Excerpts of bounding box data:

◆ ◆ ◆

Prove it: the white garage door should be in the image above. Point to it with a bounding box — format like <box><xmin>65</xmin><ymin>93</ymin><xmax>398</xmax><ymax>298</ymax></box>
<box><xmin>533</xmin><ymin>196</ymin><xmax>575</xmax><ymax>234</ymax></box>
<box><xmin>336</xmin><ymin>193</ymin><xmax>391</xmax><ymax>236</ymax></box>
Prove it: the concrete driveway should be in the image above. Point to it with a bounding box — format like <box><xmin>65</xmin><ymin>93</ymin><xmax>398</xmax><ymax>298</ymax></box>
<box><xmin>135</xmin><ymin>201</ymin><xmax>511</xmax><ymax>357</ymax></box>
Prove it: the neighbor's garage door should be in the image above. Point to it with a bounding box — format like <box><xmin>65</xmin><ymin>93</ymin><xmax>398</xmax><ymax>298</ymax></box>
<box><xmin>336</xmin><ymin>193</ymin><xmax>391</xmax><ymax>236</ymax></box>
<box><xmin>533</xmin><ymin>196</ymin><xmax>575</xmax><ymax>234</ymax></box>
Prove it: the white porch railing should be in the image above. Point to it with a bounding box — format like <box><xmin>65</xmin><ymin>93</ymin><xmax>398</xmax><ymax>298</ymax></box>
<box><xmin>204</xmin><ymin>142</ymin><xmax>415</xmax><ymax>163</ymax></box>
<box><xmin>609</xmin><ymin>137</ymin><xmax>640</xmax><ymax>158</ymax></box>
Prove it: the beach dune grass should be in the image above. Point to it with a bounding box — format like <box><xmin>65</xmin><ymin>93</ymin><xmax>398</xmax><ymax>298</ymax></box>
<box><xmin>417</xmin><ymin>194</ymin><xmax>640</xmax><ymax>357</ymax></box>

◆ ◆ ◆

◆ **Written task**: Reproduce word for word the lines of the entries above, from the line containing "Prove it: the beach" through the last line of the entries.

◆ **Exercise response**:
Prove it: the beach dune grass should be in the image above. Point to it with a bounding box — format like <box><xmin>65</xmin><ymin>93</ymin><xmax>398</xmax><ymax>298</ymax></box>
<box><xmin>417</xmin><ymin>194</ymin><xmax>640</xmax><ymax>357</ymax></box>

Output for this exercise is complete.